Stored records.
Segment Open
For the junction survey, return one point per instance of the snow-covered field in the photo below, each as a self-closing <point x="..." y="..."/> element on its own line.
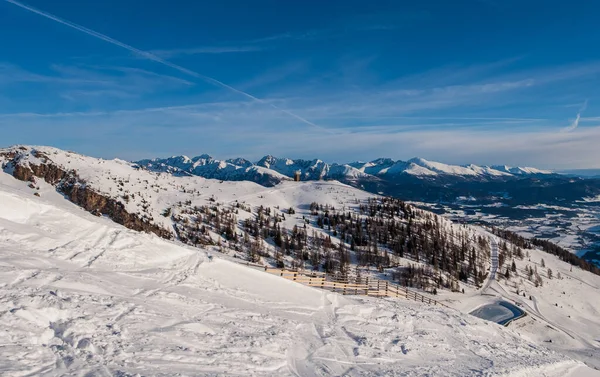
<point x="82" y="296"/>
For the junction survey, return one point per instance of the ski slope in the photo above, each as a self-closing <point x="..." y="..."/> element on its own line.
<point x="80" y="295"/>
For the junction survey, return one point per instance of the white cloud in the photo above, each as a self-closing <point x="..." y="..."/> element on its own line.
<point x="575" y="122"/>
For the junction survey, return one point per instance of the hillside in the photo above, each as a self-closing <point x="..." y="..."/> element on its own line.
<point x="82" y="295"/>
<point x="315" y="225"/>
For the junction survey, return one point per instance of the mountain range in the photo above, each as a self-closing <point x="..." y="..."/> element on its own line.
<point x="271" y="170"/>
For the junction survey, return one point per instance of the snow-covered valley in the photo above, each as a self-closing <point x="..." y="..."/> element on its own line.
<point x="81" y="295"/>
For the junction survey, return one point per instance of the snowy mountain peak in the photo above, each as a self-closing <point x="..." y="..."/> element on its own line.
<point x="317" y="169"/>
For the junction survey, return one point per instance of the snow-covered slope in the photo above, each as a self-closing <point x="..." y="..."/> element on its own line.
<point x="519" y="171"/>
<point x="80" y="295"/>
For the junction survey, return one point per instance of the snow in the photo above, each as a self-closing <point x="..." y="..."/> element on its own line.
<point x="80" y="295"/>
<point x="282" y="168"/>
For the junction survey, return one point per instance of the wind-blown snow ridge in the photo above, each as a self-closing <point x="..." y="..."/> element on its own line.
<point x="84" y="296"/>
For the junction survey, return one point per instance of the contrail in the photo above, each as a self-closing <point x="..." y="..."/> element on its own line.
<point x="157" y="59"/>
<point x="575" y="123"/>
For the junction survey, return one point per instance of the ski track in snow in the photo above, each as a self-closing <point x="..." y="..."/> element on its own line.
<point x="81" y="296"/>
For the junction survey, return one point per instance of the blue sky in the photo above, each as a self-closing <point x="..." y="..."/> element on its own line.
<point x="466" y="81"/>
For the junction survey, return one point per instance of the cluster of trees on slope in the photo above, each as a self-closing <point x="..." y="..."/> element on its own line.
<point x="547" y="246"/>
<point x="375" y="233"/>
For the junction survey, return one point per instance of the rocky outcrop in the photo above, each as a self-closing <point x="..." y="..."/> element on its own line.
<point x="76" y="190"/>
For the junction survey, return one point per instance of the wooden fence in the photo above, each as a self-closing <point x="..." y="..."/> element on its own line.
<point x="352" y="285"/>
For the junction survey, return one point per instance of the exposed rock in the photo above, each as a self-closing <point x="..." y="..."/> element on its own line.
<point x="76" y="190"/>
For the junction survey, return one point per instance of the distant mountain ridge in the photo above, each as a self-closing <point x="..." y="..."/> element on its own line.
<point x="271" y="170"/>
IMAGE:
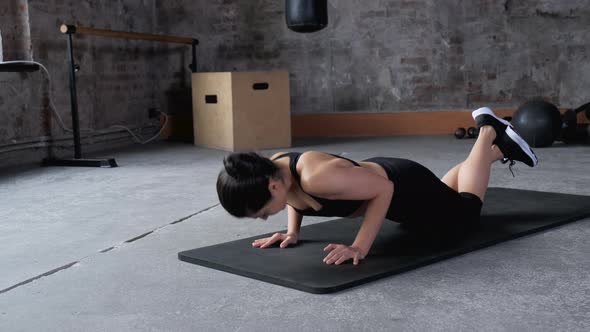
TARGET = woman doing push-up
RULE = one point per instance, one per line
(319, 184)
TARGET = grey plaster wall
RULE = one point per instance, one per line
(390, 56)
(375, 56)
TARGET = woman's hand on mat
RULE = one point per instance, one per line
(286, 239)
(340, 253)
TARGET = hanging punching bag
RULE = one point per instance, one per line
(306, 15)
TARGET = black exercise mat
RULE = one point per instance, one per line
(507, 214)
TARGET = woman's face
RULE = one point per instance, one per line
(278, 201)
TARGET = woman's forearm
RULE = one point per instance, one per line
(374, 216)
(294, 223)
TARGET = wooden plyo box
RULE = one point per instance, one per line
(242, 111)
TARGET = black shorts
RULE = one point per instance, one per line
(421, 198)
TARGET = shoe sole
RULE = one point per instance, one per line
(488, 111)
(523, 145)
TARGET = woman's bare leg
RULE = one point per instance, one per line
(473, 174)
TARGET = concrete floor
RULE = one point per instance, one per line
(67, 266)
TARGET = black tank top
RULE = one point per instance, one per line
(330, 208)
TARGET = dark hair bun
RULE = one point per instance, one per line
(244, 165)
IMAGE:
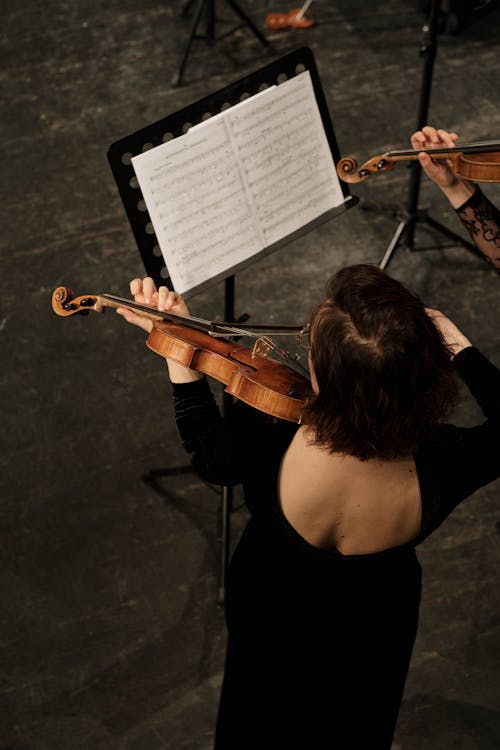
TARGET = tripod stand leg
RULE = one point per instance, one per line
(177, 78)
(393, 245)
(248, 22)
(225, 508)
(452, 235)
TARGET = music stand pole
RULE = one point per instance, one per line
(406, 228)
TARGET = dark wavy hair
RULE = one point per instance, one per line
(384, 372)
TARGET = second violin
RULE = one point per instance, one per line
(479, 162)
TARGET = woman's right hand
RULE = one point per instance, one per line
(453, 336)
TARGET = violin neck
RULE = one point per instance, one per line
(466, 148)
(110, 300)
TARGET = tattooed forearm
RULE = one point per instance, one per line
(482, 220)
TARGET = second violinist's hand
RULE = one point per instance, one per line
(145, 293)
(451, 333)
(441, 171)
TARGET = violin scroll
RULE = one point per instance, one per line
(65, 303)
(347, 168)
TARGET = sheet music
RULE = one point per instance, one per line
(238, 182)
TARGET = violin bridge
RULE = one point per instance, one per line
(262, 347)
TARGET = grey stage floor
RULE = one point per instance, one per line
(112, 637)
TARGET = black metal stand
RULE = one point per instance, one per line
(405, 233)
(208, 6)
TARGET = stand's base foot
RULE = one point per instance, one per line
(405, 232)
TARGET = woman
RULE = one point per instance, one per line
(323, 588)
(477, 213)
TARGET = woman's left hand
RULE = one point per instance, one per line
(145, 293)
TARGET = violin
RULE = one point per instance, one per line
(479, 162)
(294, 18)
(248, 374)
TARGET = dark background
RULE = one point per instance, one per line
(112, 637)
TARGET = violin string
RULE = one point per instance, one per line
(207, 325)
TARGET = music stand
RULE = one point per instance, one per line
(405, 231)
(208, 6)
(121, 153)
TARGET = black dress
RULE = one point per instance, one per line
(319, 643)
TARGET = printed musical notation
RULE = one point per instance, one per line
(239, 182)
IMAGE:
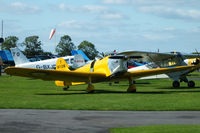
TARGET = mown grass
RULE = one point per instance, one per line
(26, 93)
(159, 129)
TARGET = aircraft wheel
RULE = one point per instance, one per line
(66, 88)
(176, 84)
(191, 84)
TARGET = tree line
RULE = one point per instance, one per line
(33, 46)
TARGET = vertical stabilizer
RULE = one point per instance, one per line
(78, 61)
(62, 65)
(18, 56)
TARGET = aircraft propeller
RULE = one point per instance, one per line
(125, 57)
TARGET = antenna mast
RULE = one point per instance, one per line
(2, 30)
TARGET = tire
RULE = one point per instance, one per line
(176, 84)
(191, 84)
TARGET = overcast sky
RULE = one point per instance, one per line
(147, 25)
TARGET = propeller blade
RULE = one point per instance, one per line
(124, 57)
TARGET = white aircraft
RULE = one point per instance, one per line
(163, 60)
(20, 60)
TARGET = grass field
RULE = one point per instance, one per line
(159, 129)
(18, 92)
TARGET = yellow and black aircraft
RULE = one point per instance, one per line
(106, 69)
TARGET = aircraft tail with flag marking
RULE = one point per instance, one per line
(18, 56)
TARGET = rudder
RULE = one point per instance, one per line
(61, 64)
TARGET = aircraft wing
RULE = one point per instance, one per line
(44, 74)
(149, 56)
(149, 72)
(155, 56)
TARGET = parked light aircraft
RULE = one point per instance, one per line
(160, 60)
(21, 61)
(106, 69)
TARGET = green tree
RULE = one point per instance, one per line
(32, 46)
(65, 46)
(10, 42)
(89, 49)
Segment Closed
EXERCISE DETAILS. Please return the entries above exactly as they appear, but without the pictures.

RESULT BELOW.
For the junction survey, return one point per instance of the snow-covered field in the photo below, each as a self-closing <point x="..." y="..."/> element on its own line.
<point x="82" y="296"/>
For the junction survey, return one point per instance of the ski slope in the photo above, each as a self-closing <point x="..." y="..."/> element on its own line.
<point x="80" y="295"/>
For the junction survey, return one point per instance of the white cloud in the photo above, each as a self-closing <point x="..." y="..."/> element on its own line.
<point x="575" y="122"/>
For the junction survey, return one point per instance of the hillside in the photo above, each as a self-closing <point x="..." y="..."/> element on its own line.
<point x="82" y="295"/>
<point x="315" y="225"/>
For the junction survey, return one point per instance of the mountain range in the photo above, each as a self-closing <point x="..." y="..."/> element on its own line.
<point x="271" y="170"/>
For the junction survey, return one point per instance of the snow-covered valley in the photo above, each as a self-closing <point x="..." y="..."/> element on its own line.
<point x="81" y="295"/>
For the junction survey, return one point per instance of the snowy mountain peak in the photo above, each as a self-closing <point x="..." y="..."/> element on its own line.
<point x="317" y="169"/>
For the junction survey, return one point per instance of the snow-covered slope in the photo above, each as a self-closing <point x="..." y="..."/> element on its own line.
<point x="519" y="171"/>
<point x="80" y="295"/>
For the junction survey, return one point per instance of the snow in the photo above, each as a self-closing <point x="..." y="..."/> element on its own line.
<point x="80" y="295"/>
<point x="282" y="168"/>
For the junction survey, return one point per instance of the wind-blown snow ridge in the photo above, each as a self-closing <point x="..." y="..."/> element on its own line.
<point x="84" y="296"/>
For the junction survey, return one point per instance of the contrail in the photo above, each as a self-closing <point x="..." y="..."/> element on its own line.
<point x="157" y="59"/>
<point x="575" y="123"/>
For the junction survey, return one point per instance of the ski track in snow in the photo above, each as a self-closing <point x="..." y="..."/> element on its own line.
<point x="81" y="296"/>
For the junction survey, return one point per instance of the blue sky in the photo above, each as a self-closing <point x="..." y="..."/> element on its own line.
<point x="466" y="81"/>
For the junction survey, return one point per instance of the cluster of trees on slope in the photo above, each as a self-closing <point x="..." y="..."/> element on its own line.
<point x="547" y="246"/>
<point x="375" y="233"/>
For the junction survey, return one point per instance of the rocky outcrop in the photo above, each as a self-closing <point x="..." y="..."/> element on its own line.
<point x="76" y="190"/>
For the junction survey, return one point per instance of the wooden fence in the photo above, each as a self-closing <point x="..." y="..."/> element on its own line.
<point x="352" y="285"/>
For the junction survey, return one point per instance of the exposed rock in the photo above, each as a self-closing <point x="..." y="..."/> element on its own line.
<point x="76" y="190"/>
For the junction survey, return one point per instance of the distant mountain ridge in the photo above, each as a self-closing <point x="..." y="..."/> element on its own line.
<point x="271" y="170"/>
IMAGE:
TARGET = woman doing push-up
RULE = one point per instance, one per line
(319, 184)
TARGET = grey plaster wall
RULE = one point per instance, one per line
(390, 56)
(375, 56)
TARGET = woman's hand on mat
RULE = one point per instance, one per line
(286, 239)
(340, 253)
TARGET = hanging punching bag
RULE = one point per instance, one per line
(306, 15)
TARGET = black exercise mat
RULE = one point per instance, one per line
(507, 214)
TARGET = woman's face
RULE = one point per instance, one per line
(278, 201)
TARGET = woman's forearm
RULE = one point per instance, one per line
(374, 216)
(294, 223)
TARGET = wooden plyo box
RULE = one point per instance, one per line
(242, 111)
TARGET = black shorts
RULE = one point per instance, one per line
(421, 198)
TARGET = shoe sole
RULE = one point per instance, one per line
(488, 111)
(523, 145)
TARGET = woman's bare leg
RULE = one point per instance, one per line
(473, 174)
TARGET = concrete floor
RULE = one point per instance, one per line
(67, 266)
TARGET = black tank top
RULE = one point per instance, one per line
(330, 208)
TARGET = dark hair bun
RULE = one point per instance, one per line
(244, 165)
IMAGE:
TARGET = tripod stand leg
RULE = one point per instance, one per line
(177, 78)
(393, 245)
(248, 22)
(225, 508)
(452, 235)
TARGET = music stand pole
RULE = one point per instance, one per line
(406, 228)
TARGET = dark wavy hair
RULE = one point per instance, one per line
(384, 372)
TARGET = second violin
RULE = one point per instance, one per line
(479, 162)
TARGET = woman's right hand
RULE = one point per instance, one per line
(453, 336)
TARGET = violin neck
RULE = one point per instance, one per line
(466, 148)
(110, 300)
TARGET = tattooed forearm
RULE = one point per instance, one per line
(482, 220)
TARGET = second violinist's hand
RULE = one point per instance, one per line
(145, 293)
(451, 333)
(441, 171)
TARGET = violin scroll
RULE = one point per instance, one per line
(65, 303)
(347, 168)
TARGET = sheet music
RULE = one point per instance, one per line
(238, 182)
TARGET = violin bridge
RULE = one point per instance, one per line
(262, 347)
TARGET = grey stage floor
RULE = one point per instance, one per line
(112, 637)
TARGET = black metal stand
RULE = one point per instance, one per line
(405, 233)
(208, 6)
TARGET = stand's base foot
RULE = one point per instance, one per line
(405, 232)
TARGET = woman
RULE = one point per instance, one per line
(323, 588)
(477, 213)
TARGET = woman's left hand
RULE = one point per instance, one per line
(145, 293)
TARGET = violin
RULE = one point per instance, one per line
(479, 162)
(294, 18)
(248, 374)
TARGET = dark background
RULE = one point per instance, one per line
(112, 637)
TARGET = violin string
RULE = one point per instance, one per line
(207, 325)
TARGET = music stand
RULE = one point per instance, one per line
(405, 231)
(208, 6)
(121, 153)
TARGET = black dress
RULE = one point per instance, one per line
(319, 643)
TARGET = printed musical notation
RULE = one point per instance, one per line
(239, 182)
IMAGE:
TARGET = mown grass
RULE = one point per instance, one per line
(26, 93)
(159, 129)
TARGET = aircraft wheel
RULE = one point per instance, one per line
(66, 88)
(176, 84)
(191, 84)
TARGET = tree line
RULE = one point per instance, one per line
(33, 46)
TARGET = vertical stabilizer
RULE = one point per instance, one per line
(78, 61)
(62, 65)
(18, 56)
TARGET = aircraft propeller
RULE = one point per instance, one per line
(125, 57)
TARGET = antenna mast
RULE = one point per instance, one per line
(2, 30)
TARGET = tire
RULE = one point per instance, one per line
(176, 84)
(191, 84)
TARGET = overcast sky
RULE = one point per instance, one per line
(147, 25)
TARGET = propeller blade
RULE = one point per instance, one per line
(124, 57)
TARGET = white aircraft
RULE = one point per instance, one per line
(163, 60)
(20, 60)
TARGET = grass field
RULE = one point per instance, one per line
(159, 129)
(18, 92)
TARGET = yellow and black aircraft
RULE = one point per instance, one per line
(106, 69)
TARGET = aircraft tail with flag marking
RULE = one point per instance, one per line
(18, 56)
TARGET = rudder
RULE = one point per instance, one per line
(61, 64)
TARGET = aircraft wing
RULE = one point per instance, one per line
(44, 74)
(149, 56)
(149, 72)
(155, 56)
TARGET = parked light aircraft
RULE = one point per instance, one per line
(160, 60)
(21, 61)
(106, 69)
TARGET = green tree
RULE = one point per instance, one per line
(32, 46)
(65, 46)
(10, 42)
(89, 49)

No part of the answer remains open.